*EXERCISE 1*
From the repository description, list every Python file name that it mentions.
*EXERCISE 2*
Answer these from the repository description:
(a) Whose GitHub repo supplied some of the data preprocessing and training loop code?
(b) How many bert encoders does this implementation use?
(c) By what factor does the original paper decay the learning rate when plateau is reached?
*EXERCISE 3*
Turn the paragraph of the repository description beginning "This repository does not implement all details" into a short bulleted list that keeps its main facts.

Awesome

Bi-Encoder, Poly-Encoder, and Cross-Encoder for Response Selection Tasks

This repository is an unofficial re-implementation of Poly-encoders: Transformer Architectures and Pre-training Strategies for Fast and Accurate Multi-sentence Scoring.
Special thanks to sfzhou5678! Some of the data preprocessing (dataset.py) and training loop code is adapted from his github repo. However, the model architecture and data representation in that repository do not follow the paper exactly, thus leading to worse performance. I re-implement the model for Bi-Encoder and Poly-Encoder in encoder.py. In addition, the model and data processing pipeline of cross encoder are also implemented.
Most of the training code in run.py is adpated from examples in the huggingface repository.
The most important architectural difference between this implementation and the original paper is that only one bert encoder is used (instead of two separate ones). Please refer to this issue for details. However, this should not affect the performance much.
This repository does not implement all details as in the original paper, for example, learning rate decay by 0.4 when plateau. Also due to limited computing resources, I cannot use the exact parameter settings such as batch size or context length as in the original paper. In addition, a much smaller bert model is used. Feel free to tune them or use larger models if you have more computing resources.

*EXCERPTED RECORDS*
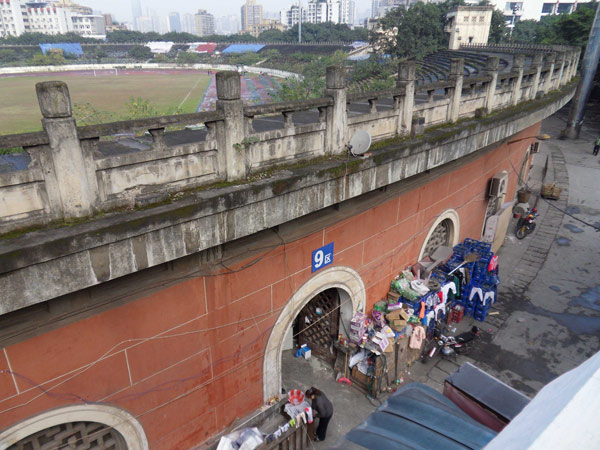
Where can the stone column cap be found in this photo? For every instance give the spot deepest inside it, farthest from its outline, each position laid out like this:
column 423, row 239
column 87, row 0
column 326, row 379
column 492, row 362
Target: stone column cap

*FULL RESPONSE 1*
dataset.py
encoder.py
run.py

*FULL RESPONSE 2*
(a) sfzhou5678
(b) One
(c) 0.4

*FULL RESPONSE 3*
- Not every detail of the original paper is implemented, such as learning rate decay by 0.4 when plateau.
- Because computing resources are limited, exact parameter settings such as batch size and context length are not used.
- A much smaller bert model is used.
- Users with more computing resources are free to tune these settings or use larger models.